## PROVIDED RECORDS
_ _ _ _

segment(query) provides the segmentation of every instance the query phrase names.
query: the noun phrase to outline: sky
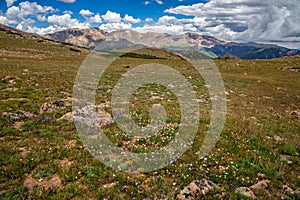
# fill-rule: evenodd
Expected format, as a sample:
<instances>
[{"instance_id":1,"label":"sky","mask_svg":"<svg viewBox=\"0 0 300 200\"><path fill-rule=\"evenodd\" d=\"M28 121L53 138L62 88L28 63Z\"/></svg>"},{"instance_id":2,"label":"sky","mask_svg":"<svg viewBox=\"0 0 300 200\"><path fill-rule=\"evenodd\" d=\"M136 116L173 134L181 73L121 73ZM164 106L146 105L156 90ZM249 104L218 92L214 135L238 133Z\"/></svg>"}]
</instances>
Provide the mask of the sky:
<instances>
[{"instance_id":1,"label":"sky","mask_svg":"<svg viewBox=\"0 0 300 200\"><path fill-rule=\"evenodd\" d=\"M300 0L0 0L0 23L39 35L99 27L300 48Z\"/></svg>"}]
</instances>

_ _ _ _

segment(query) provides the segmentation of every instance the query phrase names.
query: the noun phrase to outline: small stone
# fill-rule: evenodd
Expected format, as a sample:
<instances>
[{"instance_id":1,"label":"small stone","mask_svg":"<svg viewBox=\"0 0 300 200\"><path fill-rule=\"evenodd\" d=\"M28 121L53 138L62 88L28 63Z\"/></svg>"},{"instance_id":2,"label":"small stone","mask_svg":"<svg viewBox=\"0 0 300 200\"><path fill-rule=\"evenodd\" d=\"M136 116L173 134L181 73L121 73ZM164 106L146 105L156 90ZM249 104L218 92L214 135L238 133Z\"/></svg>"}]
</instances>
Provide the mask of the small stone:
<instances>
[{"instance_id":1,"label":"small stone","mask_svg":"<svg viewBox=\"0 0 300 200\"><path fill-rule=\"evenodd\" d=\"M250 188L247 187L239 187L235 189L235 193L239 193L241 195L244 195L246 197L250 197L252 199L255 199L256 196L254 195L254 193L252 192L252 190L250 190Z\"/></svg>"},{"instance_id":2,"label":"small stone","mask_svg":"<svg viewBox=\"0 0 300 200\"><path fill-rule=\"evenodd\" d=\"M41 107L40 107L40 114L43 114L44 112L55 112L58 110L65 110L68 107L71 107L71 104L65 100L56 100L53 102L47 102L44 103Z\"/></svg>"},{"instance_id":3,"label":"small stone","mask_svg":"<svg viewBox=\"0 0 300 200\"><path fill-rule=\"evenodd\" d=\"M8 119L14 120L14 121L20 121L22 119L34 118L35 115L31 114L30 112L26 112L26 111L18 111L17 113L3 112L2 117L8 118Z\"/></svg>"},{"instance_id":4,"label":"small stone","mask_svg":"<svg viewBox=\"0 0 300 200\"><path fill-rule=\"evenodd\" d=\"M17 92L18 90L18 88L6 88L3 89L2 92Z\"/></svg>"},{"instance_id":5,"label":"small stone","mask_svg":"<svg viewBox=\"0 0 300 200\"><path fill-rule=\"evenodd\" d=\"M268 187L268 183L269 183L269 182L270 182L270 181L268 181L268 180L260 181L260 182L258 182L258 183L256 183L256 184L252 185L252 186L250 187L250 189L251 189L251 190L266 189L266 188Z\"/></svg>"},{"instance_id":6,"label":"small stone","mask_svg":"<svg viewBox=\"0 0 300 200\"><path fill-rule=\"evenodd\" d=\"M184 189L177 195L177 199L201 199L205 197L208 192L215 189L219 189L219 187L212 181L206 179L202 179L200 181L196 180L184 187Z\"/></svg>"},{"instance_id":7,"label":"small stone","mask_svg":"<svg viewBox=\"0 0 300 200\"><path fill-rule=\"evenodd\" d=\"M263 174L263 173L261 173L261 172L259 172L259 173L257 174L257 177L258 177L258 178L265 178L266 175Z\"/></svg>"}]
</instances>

_ _ _ _

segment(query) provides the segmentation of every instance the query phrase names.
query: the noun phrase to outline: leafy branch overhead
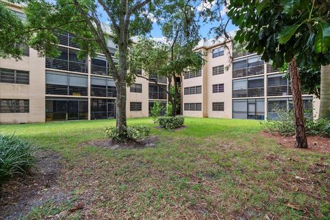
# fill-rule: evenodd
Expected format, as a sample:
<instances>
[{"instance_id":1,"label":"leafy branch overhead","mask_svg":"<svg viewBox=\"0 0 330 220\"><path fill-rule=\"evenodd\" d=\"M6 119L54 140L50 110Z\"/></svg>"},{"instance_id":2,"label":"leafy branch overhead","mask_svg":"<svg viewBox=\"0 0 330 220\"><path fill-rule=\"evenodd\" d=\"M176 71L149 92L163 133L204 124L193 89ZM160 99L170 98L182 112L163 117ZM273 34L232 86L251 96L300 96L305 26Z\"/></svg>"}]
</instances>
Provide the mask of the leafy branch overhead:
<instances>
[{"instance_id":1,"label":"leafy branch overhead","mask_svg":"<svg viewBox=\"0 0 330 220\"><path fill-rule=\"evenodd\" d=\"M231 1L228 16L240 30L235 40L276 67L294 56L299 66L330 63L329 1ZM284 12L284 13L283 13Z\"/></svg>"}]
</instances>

_ _ _ _

## TO DO
Return every line of the data above that contains the string "overhead". Case counts when matching.

## EXERCISE ANSWER
query: the noun phrase to outline: leafy branch overhead
[{"instance_id":1,"label":"leafy branch overhead","mask_svg":"<svg viewBox=\"0 0 330 220\"><path fill-rule=\"evenodd\" d=\"M6 119L54 140L50 110Z\"/></svg>"},{"instance_id":2,"label":"leafy branch overhead","mask_svg":"<svg viewBox=\"0 0 330 220\"><path fill-rule=\"evenodd\" d=\"M176 71L149 92L163 133L204 124L193 89ZM160 99L170 98L182 112L163 117ZM273 34L232 86L251 96L300 96L305 26Z\"/></svg>"}]
Provide the mask of the leafy branch overhead:
[{"instance_id":1,"label":"leafy branch overhead","mask_svg":"<svg viewBox=\"0 0 330 220\"><path fill-rule=\"evenodd\" d=\"M231 1L228 16L240 30L235 40L276 67L294 56L299 66L330 63L329 1ZM284 12L284 13L283 13Z\"/></svg>"}]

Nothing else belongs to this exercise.